Position annotation records:
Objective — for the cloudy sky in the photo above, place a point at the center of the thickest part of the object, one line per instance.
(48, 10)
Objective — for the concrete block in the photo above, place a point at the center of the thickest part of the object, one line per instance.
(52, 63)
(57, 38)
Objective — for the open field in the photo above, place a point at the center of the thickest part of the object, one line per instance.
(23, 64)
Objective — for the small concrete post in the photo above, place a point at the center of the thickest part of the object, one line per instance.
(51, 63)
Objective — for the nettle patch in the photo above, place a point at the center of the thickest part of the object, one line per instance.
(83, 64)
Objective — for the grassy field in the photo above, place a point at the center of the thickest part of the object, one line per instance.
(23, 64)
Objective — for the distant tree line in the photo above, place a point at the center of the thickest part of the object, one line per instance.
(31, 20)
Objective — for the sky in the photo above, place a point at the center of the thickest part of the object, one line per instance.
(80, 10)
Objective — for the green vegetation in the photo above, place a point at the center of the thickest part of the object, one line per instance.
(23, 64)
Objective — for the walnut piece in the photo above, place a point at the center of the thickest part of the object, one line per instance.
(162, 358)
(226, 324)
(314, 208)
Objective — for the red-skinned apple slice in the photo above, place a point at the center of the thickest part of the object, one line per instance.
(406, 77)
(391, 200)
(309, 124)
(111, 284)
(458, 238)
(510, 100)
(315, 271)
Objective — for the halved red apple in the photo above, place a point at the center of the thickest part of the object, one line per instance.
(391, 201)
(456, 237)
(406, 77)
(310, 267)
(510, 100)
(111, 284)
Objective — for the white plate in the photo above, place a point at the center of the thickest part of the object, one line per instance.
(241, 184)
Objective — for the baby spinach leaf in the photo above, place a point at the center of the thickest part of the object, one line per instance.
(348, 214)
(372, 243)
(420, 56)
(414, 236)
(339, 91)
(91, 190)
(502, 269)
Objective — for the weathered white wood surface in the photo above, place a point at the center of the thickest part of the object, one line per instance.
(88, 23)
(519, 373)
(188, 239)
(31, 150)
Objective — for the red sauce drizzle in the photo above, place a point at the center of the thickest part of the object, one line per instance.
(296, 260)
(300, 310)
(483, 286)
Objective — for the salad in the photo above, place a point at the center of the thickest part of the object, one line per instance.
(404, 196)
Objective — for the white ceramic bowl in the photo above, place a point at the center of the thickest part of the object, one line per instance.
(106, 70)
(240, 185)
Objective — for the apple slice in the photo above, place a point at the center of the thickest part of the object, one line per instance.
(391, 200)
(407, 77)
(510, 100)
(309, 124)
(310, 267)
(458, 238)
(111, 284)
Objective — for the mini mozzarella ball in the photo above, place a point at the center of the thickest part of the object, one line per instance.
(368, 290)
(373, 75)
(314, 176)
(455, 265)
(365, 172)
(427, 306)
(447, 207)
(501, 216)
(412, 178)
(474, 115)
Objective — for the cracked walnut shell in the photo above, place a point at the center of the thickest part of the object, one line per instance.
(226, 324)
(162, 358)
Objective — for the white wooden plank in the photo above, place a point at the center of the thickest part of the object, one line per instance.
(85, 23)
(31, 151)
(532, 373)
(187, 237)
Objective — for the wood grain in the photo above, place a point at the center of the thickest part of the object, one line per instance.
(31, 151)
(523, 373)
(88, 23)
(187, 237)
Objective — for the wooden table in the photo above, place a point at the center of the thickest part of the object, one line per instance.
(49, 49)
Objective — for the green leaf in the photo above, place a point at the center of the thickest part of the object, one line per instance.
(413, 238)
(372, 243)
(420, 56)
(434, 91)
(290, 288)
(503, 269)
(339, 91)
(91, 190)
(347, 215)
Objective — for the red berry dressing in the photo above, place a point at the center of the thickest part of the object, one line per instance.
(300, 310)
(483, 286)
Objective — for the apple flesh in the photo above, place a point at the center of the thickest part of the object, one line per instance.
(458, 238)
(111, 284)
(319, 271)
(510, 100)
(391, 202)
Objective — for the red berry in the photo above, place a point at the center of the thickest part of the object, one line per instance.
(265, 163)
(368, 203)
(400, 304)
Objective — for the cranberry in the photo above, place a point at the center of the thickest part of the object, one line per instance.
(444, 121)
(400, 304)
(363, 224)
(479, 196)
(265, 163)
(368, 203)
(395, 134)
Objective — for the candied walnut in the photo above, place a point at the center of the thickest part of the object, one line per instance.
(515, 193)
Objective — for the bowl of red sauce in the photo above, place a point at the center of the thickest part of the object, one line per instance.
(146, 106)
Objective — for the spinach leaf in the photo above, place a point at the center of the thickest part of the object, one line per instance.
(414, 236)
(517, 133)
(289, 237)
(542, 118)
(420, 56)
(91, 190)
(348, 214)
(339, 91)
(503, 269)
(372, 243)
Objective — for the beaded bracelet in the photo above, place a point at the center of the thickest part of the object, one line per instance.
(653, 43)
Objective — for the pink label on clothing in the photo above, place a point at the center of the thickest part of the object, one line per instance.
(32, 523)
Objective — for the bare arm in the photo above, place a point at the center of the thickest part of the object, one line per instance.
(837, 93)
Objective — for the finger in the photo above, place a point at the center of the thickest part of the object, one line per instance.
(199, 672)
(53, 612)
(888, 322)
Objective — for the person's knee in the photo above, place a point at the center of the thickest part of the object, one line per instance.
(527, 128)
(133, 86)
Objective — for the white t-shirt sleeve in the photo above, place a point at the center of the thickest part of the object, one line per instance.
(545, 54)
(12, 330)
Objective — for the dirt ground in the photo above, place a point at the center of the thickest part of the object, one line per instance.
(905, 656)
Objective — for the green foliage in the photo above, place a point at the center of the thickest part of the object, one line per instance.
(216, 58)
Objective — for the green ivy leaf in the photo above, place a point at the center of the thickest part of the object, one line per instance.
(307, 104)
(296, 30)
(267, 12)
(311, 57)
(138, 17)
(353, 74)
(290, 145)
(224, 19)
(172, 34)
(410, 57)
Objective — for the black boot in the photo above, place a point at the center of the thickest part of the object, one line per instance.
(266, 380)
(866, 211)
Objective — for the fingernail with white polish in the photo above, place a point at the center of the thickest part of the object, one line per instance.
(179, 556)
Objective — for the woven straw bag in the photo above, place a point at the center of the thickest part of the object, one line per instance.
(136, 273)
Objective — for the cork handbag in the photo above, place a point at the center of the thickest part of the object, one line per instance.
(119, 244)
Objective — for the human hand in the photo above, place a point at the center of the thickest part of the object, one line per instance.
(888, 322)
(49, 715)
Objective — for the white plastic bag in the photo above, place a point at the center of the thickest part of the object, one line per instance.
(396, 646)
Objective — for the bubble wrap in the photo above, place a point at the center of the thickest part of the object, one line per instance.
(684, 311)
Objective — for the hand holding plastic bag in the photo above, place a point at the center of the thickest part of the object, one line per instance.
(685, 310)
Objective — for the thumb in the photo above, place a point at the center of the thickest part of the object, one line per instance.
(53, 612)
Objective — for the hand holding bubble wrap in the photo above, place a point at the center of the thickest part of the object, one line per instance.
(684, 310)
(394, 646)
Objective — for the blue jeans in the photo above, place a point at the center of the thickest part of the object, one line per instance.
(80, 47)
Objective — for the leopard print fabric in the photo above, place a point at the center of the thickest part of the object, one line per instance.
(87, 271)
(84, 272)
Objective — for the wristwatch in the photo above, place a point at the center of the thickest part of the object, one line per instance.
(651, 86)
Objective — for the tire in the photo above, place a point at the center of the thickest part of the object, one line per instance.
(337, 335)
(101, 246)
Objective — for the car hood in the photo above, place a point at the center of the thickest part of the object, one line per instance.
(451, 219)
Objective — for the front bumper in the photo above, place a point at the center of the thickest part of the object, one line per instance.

- **To do**: Rewrite all of the items, putting "widest part" wherever "thickest part" appears and keeping everything else the same.

- **Result for this task**:
Objective — for the cloudy sky in the photo above, place a point at the center of the widest part of the object, one line per instance.
(48, 10)
Objective — for the concrete block in the photo above, place a point at the center of the widest part of the object, one line per instance.
(52, 63)
(57, 38)
Objective — for the open field in the photo above, place a point at the center of the widest part of the object, one line per instance.
(23, 64)
Objective — for the small concrete post in the photo above, place a point at the center of the widest part of the object, one line per instance.
(51, 63)
Objective — for the nettle patch in the photo above, place a point at the center of the widest part of the object, one line per instance.
(83, 64)
Objective — for the grassy field in the photo above, place a point at the center of the widest part of the object, one line per instance.
(23, 64)
Objective — for the distant tree line in the photo above, place a point at the center of the widest part of the object, one line per instance.
(31, 20)
Objective — for the sky in the photo above, place a point at the center of the widest part of the object, one line per instance.
(80, 10)
Objective — for the green vegetation in the photo above, place a point at the center of the widest part of the object, one line per instance.
(23, 64)
Objective — for the walnut piece in the photo above, place a point at the center of the widest part of the object, one line per instance.
(162, 358)
(226, 324)
(314, 208)
Objective — for the red-skinned apple slice in the photo above, place a point at the center of the widest part of the object, one line per instance.
(406, 77)
(391, 200)
(309, 124)
(111, 284)
(458, 238)
(510, 100)
(315, 271)
Objective — for the halved red apple in the photo above, place a point at the center of the widest part of the object, one line per instance.
(391, 201)
(456, 237)
(406, 77)
(310, 267)
(510, 100)
(111, 284)
Objective — for the white plate in the photo above, place a point at the center of the widest part of the object, one line per instance.
(241, 184)
Objective — for the baby spinach leaf in the photo above, place a point at the center of the widest part of the object, one line per instance.
(348, 214)
(372, 243)
(420, 56)
(414, 236)
(339, 91)
(91, 190)
(502, 269)
Objective — for the weathered white wood surface in the photo above, place a point at the center of the widest part of the object, one line per instance.
(88, 23)
(519, 373)
(188, 239)
(31, 150)
Objective — for the red sauce drizzle in the photo above, place a point at the center of the widest part of the object, one line per instance.
(296, 260)
(300, 310)
(483, 286)
Objective — for the salad in the photo above, place a point at the center of the widest part of the object, one line per instance.
(404, 196)
Objective — for the white ceramic bowl in the photo above, place a point at the center of the widest part of the object, one line per instance.
(106, 70)
(240, 185)
Objective — for the apple slice in the photo above, place a point at the center of the widest part of the object, one line per instance.
(391, 200)
(407, 77)
(510, 100)
(309, 124)
(310, 267)
(458, 238)
(111, 284)
Objective — for the mini mozzarella ball in the photo above, place a point at the center of the widest part of the object, one line per instance.
(368, 290)
(373, 75)
(314, 176)
(455, 265)
(365, 172)
(427, 306)
(447, 207)
(501, 216)
(412, 178)
(474, 115)
Objective — for the cracked walnut shell in the photo above, place a point at the center of the widest part of the object, one line per instance.
(226, 324)
(162, 358)
Objective — for the white wooden plank in the photo above, place a point at the center of the widest part of the object, one line per instance.
(85, 23)
(31, 151)
(532, 373)
(187, 237)
Objective — for the wood grain in the photo above, place a point at the center of the widest part of the object, one line per instance.
(31, 151)
(523, 373)
(88, 23)
(187, 237)
Objective — for the wooden table in the photo above, place a point at the center of the widest part of the object, one line per instance.
(49, 49)
Objective — for the green leaf in the photo above, place a point at the center of the widest part of the object, one line per instance.
(413, 238)
(372, 243)
(420, 56)
(434, 91)
(290, 288)
(503, 269)
(339, 91)
(91, 190)
(347, 215)
Objective — for the red berry dressing in the photo above, place a point at the center of the widest part of the object, one line per instance.
(300, 310)
(483, 286)
Objective — for the apple flesh in the photo above, place a point at the center of the widest part of the object, one line per instance.
(458, 238)
(111, 284)
(319, 271)
(510, 100)
(391, 202)
Objective — for the red berry in the photo above, place a point at the center of the widest part of the object, one line per instance.
(265, 163)
(368, 203)
(400, 304)
Objective — for the cranberry in the photo above, place a point at the center of the widest part of the object, one line per instance.
(444, 121)
(400, 304)
(363, 224)
(479, 196)
(265, 163)
(368, 203)
(395, 134)
Objective — for the candied walnut in the photo above, place a point at the center of the widest part of the object, one line per instance.
(515, 193)
Objective — for the bowl of red sauce in the photo above, place a point at the center of the widest part of the object, one line per instance.
(146, 106)
Objective — for the spinach leaf in the photo above, place a point at the center of the widest part of the object, one line per instance.
(414, 236)
(517, 133)
(289, 237)
(542, 118)
(420, 56)
(91, 190)
(348, 214)
(339, 91)
(503, 269)
(372, 243)
Objective — for the beaded bracelet in the photo above, place a point at the center of the widest part of the object, one line per instance.
(653, 43)
Objective — for the pink label on clothing in the photo above, place a point at the center of the widest part of the object, one line per instance.
(32, 523)
Objective — for the bare arm in the photo above, place a point at the center of the widest part of the object, one line per instance.
(837, 93)
Objective — for the finger in the photo above, place a point at the center of the widest part of the object, one line per instance.
(199, 672)
(53, 612)
(888, 322)
Objective — for the person's knee in the photo above, place a point at the center of the widest part of the object, one line per instance.
(527, 128)
(133, 86)
Objective — for the white t-shirt sleeve in the photo above, place a point at the center of the widest part of the object, one line per instance.
(545, 54)
(12, 330)
Objective — for the dirt ground in the photo above, place a point at the center of the widest part of the object, one line per instance.
(905, 656)
Objective — for the green foliage in the photo above, place a point at the center of the widest part of the object, one line per instance.
(216, 58)
Objective — for the green ivy leaf in the photo above, place a point at the center of the widest part of the object, one line per instance.
(307, 104)
(296, 30)
(267, 12)
(311, 57)
(138, 17)
(353, 74)
(290, 145)
(224, 19)
(172, 34)
(410, 57)
Objective — for the black boot in the photo above, place a point at the center of the widest part of the object, one line per instance.
(266, 380)
(866, 211)
Objective — for the fingernail with white polish in the photo above, place a point at the center of the widest part of the object, one line per instance.
(179, 556)
Objective — for the woven straw bag in the photo above, place a point at the center of the widest part of the object, one line per instance.
(136, 273)
Objective — for the cork handbag in the photo above, place a point at the center of the widest part of the object, one line per instance.
(119, 244)
Objective — for the human hand in the photo above, place a point at the center of the widest part of the object, one line per instance.
(888, 322)
(49, 715)
Objective — for the white plastic bag in the photo above, place a point at the center of the widest part of the object, one line per instance.
(396, 646)
Objective — for the bubble wrap in the photo above, place a point at the center of the widest part of the object, one line per instance.
(684, 311)
Objective — for the hand holding plastic bag in the photo above, place a point at the center of the widest part of the object, one line per instance.
(685, 310)
Objective — for the thumb in the photo above, place a point at the center of the widest part of the object, one line per instance.
(53, 612)
Objective — for the hand holding bubble wrap in the photo above, place a point at the center of the widest part of the object, one line per instance.
(684, 310)
(394, 646)
Objective — for the blue jeans in the photo above, place a point at the center of the widest part of the object, one line per instance.
(80, 47)
Objective — for the leopard print fabric in the photo above, place a point at the center of the widest part of the object, one line per instance.
(87, 271)
(84, 272)
Objective — for the wristwatch in the photo above, place a point at the center of the widest part of the object, one line per instance.
(651, 86)
Objective — for the tire in the photo above, place a point at the center of the widest part of the object, one line per instance.
(337, 335)
(101, 246)
Objective — for the car hood in the photo above, place a point at the center of the widest part of the object, one line per instance.
(451, 219)
Objective — for the front bumper in the photo above, place a point at the center of the widest part of the object, one line per instance.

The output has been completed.